Posted by: Ian Angell
As a professor in a department that researches innovation, I am increasingly being asked about this hot topic. Rather than giving a bald ‘definition,’ let me talk around innovation, and that may hopefully clarify things.
Let’s get one misconception out of the way immediately: that creativity comes with the lone genius having a flash of inspiration, … the light-bulb moment! It’s a lot more complicated. Innovation isn’t a single event, rather it’s a continuous process. I’m with Thomas Edison: “genius is 1% inspiration, 99% perspiration.”
The creative process was mapped out in three stages by the nineteenth century German scientist, Herman Helmholtz as: Saturation, Incubation, and Illumination. French mathematician Poincaré added the extra notion of Verification.
Saturation: fill the mind with the problem – until the point where extra data won’t take you any further forward.

RECORDS:
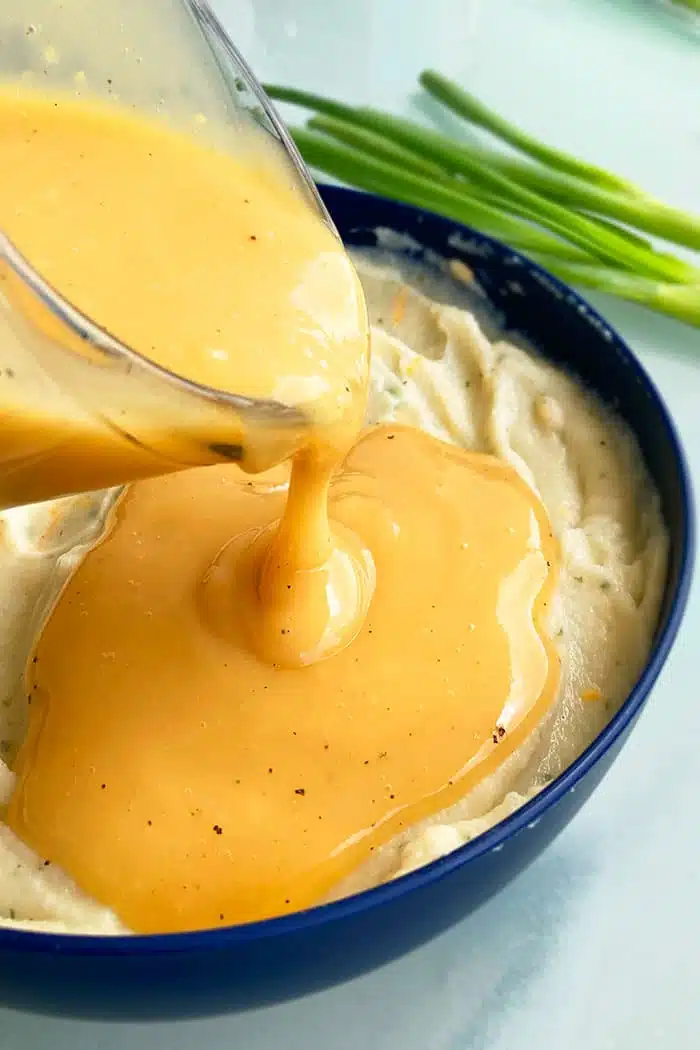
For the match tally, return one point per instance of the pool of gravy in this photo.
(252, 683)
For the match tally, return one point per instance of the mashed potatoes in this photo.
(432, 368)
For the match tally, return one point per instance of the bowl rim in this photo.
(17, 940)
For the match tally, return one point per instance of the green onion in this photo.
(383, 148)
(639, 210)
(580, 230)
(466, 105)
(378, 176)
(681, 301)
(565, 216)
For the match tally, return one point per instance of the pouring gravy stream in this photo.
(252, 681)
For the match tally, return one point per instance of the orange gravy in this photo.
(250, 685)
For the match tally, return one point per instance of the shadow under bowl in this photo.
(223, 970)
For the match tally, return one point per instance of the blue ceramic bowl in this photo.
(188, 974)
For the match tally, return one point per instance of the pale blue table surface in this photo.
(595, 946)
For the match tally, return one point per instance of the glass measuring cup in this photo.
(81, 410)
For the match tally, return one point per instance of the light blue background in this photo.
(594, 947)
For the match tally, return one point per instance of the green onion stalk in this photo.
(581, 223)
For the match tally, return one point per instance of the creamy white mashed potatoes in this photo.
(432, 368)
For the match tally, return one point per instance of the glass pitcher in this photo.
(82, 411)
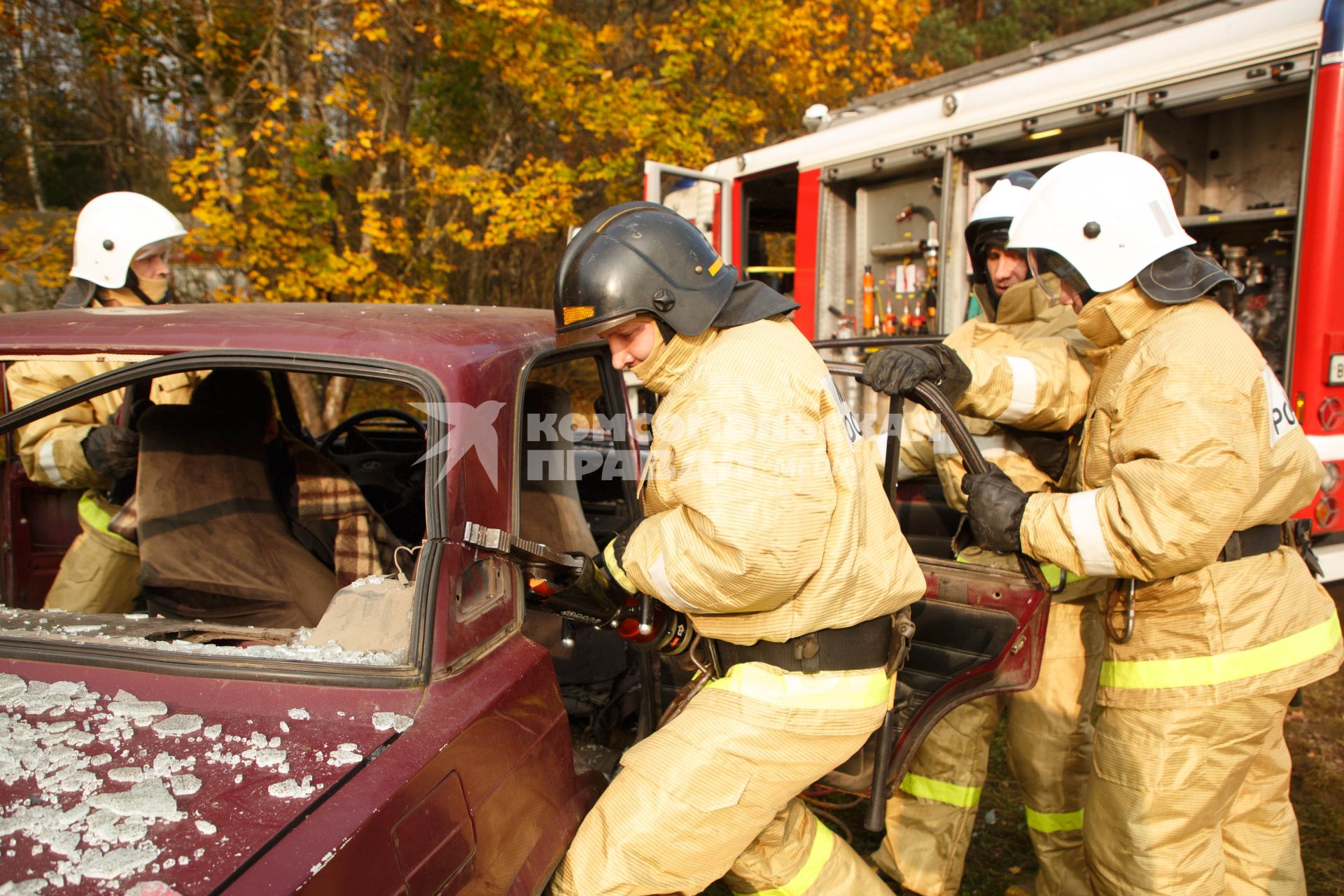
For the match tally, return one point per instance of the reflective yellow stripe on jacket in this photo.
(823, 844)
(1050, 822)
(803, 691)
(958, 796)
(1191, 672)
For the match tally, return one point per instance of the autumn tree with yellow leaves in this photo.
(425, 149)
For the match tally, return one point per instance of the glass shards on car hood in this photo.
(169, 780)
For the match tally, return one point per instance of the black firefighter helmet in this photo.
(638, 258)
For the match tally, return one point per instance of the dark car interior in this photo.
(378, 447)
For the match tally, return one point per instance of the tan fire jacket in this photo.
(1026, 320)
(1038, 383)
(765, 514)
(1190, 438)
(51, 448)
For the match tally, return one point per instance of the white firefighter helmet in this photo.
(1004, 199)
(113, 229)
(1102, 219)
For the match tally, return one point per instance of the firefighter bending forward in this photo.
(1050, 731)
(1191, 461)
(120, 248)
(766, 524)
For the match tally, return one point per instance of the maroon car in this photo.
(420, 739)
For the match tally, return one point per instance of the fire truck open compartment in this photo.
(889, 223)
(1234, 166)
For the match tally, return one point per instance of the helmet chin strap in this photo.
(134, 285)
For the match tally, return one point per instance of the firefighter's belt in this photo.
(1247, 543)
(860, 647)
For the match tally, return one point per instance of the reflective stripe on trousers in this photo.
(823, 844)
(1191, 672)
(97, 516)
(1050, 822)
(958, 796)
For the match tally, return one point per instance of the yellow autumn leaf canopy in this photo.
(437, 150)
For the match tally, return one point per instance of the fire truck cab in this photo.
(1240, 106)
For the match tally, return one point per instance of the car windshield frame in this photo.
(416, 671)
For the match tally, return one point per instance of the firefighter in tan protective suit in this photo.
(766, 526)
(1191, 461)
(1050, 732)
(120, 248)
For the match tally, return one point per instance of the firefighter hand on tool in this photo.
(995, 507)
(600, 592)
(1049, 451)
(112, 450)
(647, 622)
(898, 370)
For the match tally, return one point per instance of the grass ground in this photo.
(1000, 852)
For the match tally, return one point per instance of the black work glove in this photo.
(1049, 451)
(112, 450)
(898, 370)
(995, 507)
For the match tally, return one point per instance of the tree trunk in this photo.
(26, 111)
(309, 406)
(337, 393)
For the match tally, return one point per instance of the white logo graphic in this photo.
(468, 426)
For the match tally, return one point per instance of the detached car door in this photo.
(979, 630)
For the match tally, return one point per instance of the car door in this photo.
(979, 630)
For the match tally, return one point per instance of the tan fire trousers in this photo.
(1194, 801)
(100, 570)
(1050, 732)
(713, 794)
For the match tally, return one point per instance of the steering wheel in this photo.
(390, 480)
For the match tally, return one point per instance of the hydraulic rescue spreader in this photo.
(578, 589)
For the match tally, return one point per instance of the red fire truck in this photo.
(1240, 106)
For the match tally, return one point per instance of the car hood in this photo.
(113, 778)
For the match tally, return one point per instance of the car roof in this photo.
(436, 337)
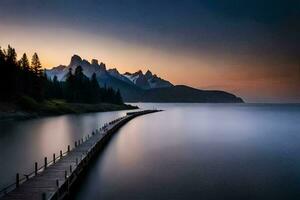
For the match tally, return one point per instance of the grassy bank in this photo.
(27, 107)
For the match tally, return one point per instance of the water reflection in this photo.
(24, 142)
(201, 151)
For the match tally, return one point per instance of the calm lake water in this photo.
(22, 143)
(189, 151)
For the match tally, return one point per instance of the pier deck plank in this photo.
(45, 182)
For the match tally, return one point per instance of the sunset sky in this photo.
* * *
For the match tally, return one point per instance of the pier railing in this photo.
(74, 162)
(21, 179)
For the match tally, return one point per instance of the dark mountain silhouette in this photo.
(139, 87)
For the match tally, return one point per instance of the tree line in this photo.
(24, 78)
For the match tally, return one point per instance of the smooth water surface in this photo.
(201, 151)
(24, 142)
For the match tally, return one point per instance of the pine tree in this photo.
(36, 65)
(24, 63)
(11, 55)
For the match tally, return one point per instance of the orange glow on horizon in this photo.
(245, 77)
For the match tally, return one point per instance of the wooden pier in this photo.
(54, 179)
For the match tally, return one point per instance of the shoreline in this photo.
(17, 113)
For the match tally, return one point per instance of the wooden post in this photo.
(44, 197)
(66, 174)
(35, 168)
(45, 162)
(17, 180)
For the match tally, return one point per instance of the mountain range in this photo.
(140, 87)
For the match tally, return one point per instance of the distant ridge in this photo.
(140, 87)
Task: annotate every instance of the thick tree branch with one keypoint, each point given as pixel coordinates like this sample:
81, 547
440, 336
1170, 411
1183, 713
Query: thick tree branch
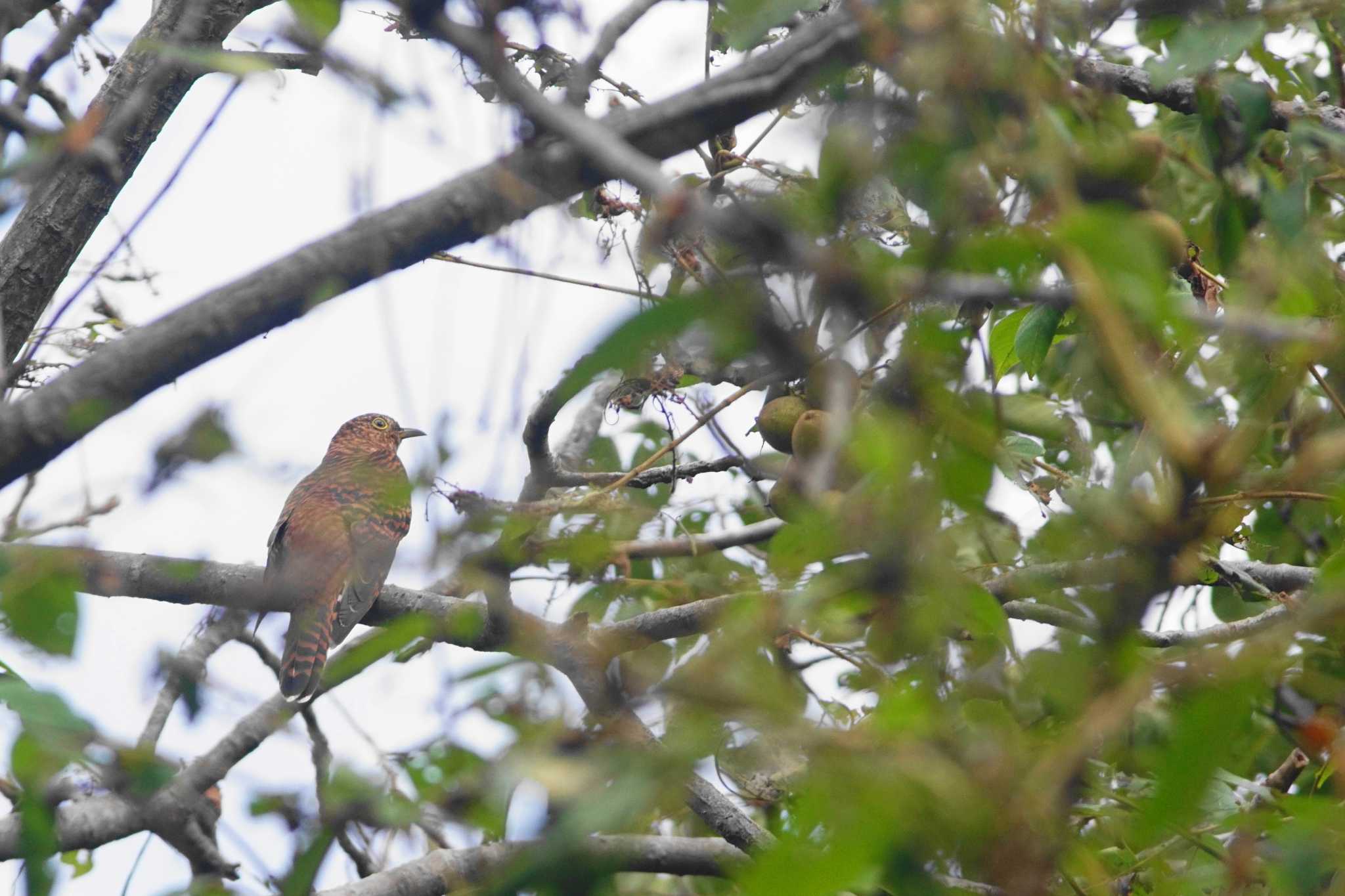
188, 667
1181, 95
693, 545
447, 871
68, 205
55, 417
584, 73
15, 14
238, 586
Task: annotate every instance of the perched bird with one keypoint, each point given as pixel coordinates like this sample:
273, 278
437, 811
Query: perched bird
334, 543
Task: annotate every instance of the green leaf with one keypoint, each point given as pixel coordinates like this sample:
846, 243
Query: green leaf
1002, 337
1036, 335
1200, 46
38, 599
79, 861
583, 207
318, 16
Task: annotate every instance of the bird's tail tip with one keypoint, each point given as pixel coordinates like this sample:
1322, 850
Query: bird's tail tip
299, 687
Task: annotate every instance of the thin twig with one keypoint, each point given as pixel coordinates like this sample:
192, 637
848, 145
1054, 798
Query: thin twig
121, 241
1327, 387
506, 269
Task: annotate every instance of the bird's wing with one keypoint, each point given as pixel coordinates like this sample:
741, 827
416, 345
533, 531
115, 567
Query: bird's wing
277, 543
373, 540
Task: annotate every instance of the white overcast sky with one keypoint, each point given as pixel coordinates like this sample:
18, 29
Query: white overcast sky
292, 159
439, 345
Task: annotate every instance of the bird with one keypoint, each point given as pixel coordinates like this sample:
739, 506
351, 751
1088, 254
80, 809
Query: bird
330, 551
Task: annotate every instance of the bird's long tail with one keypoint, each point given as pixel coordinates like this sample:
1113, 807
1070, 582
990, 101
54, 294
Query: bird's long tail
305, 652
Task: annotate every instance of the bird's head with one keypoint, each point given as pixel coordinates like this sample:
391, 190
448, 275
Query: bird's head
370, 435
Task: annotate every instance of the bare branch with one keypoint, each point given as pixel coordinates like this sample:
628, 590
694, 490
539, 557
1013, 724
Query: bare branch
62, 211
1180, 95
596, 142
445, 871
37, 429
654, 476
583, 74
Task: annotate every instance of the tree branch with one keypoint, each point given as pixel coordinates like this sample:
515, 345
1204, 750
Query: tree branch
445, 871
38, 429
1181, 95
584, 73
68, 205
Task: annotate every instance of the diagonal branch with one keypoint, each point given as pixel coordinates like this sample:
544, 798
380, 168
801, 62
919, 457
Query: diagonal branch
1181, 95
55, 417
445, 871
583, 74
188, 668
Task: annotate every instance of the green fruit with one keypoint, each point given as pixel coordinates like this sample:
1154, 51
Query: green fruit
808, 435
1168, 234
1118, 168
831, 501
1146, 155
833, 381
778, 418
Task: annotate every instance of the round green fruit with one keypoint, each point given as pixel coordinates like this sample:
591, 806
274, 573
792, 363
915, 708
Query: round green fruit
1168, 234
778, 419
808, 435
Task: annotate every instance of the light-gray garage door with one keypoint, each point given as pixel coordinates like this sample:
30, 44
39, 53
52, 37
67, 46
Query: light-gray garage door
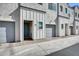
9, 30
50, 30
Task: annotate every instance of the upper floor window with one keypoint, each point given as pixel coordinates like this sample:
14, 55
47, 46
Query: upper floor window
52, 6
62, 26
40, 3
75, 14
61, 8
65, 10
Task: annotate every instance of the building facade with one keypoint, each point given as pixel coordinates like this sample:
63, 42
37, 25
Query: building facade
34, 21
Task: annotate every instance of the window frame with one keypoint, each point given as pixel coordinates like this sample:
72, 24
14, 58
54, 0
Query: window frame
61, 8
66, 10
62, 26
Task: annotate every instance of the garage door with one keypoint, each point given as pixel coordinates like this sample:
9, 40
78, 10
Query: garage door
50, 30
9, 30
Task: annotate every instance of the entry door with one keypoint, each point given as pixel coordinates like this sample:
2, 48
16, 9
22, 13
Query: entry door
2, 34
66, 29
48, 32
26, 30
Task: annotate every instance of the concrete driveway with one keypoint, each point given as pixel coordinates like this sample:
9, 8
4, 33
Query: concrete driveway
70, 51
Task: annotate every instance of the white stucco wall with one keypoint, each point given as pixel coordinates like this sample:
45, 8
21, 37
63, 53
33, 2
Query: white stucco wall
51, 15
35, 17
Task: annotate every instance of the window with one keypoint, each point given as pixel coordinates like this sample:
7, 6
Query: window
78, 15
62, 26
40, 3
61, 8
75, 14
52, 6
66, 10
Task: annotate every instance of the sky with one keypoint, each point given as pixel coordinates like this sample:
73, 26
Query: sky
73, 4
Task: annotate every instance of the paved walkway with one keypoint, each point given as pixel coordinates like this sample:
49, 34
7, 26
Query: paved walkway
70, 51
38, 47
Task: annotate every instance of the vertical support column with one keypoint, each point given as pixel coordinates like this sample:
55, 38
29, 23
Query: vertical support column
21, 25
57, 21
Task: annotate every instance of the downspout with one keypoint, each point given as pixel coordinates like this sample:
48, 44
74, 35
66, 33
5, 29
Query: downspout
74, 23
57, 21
* * *
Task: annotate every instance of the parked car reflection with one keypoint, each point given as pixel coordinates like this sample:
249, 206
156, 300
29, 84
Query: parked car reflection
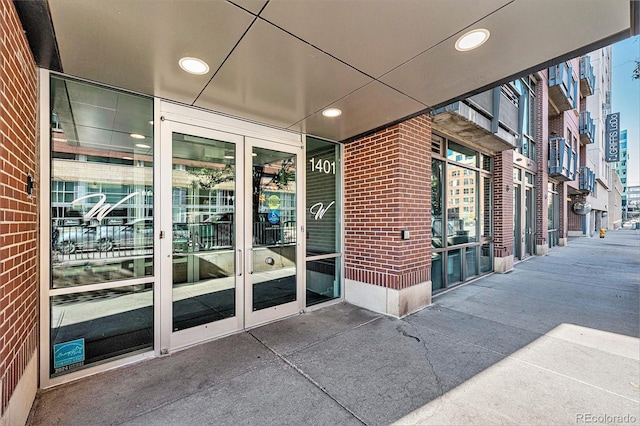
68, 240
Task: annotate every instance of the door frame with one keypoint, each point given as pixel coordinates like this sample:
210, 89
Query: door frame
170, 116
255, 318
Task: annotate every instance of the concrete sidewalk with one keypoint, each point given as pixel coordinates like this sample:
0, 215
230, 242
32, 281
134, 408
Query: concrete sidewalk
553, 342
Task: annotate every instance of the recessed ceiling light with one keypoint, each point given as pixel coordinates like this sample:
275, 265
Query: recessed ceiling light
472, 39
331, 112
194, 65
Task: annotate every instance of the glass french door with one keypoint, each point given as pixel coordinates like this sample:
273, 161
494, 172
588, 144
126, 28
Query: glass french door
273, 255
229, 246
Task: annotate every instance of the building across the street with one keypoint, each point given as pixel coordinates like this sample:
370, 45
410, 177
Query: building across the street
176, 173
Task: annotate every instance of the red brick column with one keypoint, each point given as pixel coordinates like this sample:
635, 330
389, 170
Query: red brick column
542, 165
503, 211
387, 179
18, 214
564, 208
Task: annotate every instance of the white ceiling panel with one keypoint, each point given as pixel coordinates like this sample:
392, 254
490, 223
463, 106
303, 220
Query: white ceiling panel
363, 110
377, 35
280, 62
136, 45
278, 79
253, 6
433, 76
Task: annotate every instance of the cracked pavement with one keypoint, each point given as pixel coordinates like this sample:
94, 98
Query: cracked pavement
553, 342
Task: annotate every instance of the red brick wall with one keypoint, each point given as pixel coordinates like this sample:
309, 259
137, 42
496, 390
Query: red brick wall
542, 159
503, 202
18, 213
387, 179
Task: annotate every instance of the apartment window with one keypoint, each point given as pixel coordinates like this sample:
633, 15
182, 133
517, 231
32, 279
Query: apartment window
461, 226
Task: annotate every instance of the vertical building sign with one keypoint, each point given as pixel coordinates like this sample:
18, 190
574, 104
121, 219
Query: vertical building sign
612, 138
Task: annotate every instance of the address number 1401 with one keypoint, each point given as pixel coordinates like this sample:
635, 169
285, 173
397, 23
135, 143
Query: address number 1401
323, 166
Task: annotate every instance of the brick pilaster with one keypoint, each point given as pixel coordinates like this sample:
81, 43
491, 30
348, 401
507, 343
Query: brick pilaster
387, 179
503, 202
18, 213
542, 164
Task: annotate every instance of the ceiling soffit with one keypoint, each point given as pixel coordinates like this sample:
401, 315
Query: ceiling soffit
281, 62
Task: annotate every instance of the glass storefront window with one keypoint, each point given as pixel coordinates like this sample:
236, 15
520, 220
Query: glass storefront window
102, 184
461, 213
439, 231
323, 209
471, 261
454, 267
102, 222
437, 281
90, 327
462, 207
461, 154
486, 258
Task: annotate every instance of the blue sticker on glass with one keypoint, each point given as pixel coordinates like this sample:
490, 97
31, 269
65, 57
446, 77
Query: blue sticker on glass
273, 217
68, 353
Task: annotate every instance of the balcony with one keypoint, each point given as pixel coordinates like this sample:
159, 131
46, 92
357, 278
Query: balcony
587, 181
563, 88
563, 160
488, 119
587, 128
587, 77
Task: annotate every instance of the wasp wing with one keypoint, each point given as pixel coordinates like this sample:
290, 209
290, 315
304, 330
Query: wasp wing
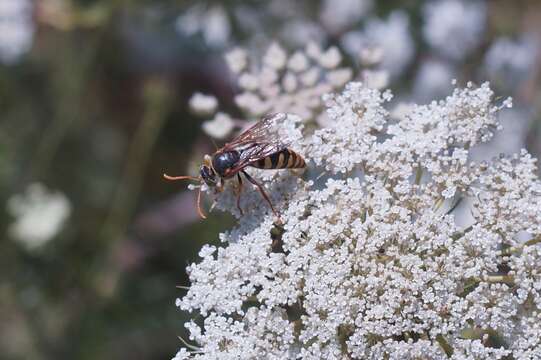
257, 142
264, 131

WORK TO COMPLETE:
1 - From the post on innovation, give again the passage that begins at the words "The creative process" and stops after the words "any further forward.".
2 - According to the post on innovation, who added the notion of Verification to the stages of the creative process?
3 - List the three stages of the creative process that the post on innovation attributes to Herman Helmholtz.

ANSWERS BELOW:
1 -
The creative process was mapped out in three stages by the nineteenth century German scientist, Herman Helmholtz as: Saturation, Incubation, and Illumination. French mathematician Poincaré added the extra notion of Verification.
Saturation: fill the mind with the problem – until the point where extra data won’t take you any further forward.

2 - The French mathematician Poincaré.

3 - Saturation, Incubation, Illumination